- _Dataset_

>> Begin

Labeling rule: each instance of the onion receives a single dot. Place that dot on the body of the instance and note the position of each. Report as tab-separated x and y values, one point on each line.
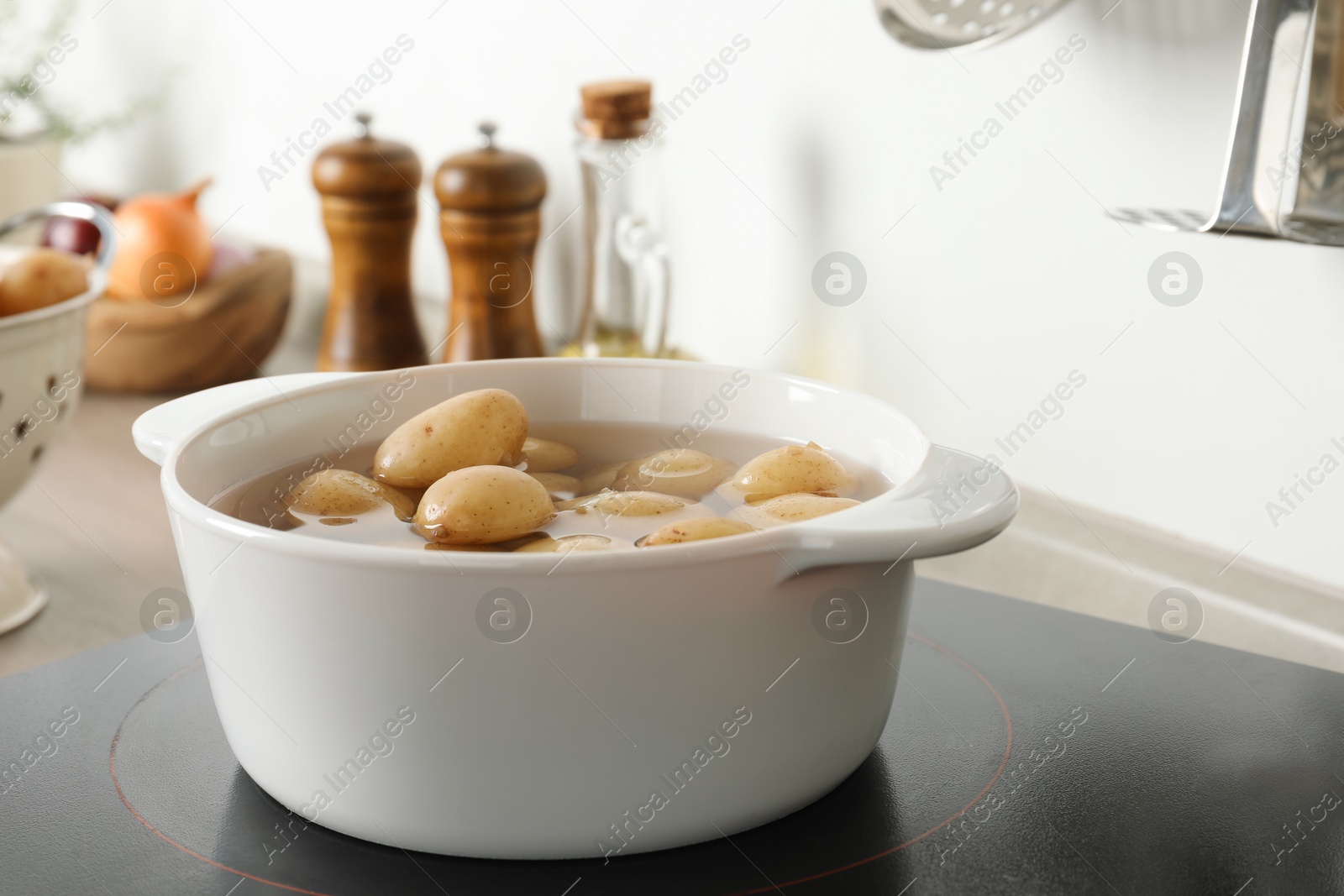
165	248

>> End
>> Begin

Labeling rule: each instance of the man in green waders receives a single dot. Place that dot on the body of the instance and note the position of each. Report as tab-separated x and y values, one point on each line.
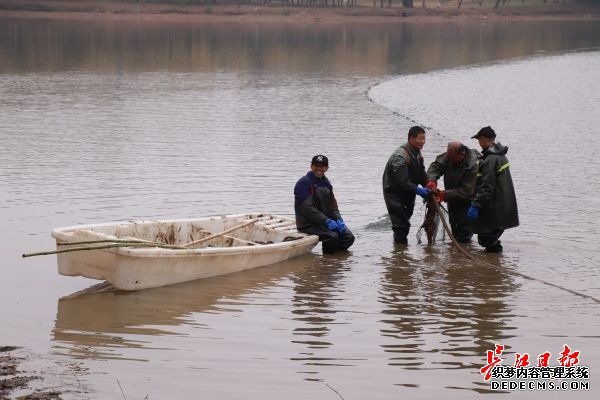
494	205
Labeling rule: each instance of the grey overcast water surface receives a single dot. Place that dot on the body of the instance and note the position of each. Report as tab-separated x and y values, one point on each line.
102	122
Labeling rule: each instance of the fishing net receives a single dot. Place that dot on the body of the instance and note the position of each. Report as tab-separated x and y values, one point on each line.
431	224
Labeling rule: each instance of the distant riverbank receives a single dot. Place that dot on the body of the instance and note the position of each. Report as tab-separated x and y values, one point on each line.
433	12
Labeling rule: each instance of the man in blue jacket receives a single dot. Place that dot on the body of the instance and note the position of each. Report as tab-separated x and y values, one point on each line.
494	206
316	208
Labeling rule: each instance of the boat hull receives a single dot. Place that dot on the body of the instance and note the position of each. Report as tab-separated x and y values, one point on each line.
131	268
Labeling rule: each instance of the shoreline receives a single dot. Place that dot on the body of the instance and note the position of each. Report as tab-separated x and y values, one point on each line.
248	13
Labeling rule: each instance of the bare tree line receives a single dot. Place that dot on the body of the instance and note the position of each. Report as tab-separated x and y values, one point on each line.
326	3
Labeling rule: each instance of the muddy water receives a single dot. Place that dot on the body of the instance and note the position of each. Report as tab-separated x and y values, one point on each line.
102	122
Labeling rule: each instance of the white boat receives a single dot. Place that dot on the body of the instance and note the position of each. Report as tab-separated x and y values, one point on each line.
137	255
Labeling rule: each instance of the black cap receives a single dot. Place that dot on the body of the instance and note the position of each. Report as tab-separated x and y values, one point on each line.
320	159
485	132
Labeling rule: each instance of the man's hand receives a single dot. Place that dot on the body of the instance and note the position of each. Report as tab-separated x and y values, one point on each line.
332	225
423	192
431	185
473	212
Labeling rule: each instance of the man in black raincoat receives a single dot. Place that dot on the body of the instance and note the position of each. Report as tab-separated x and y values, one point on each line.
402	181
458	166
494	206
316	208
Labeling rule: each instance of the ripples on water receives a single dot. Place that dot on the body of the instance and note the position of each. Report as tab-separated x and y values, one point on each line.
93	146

>> End

- _What you are asked to do_
Pull out every line of the entries above that contains the word "black". Copy each such line in full.

- _Answer in full_
Labeling rule: each instance of the black cap receives a single dot. Place that dot on the body of the instance and note the position of each. Report as tab-separated x and y values, one point on each line.
Labeling rule: each instance of the man in black raincoat receives a single dot. Place that dot on the body of the instance and note the position of each. Report as tab-separated x and y values, one point on each line.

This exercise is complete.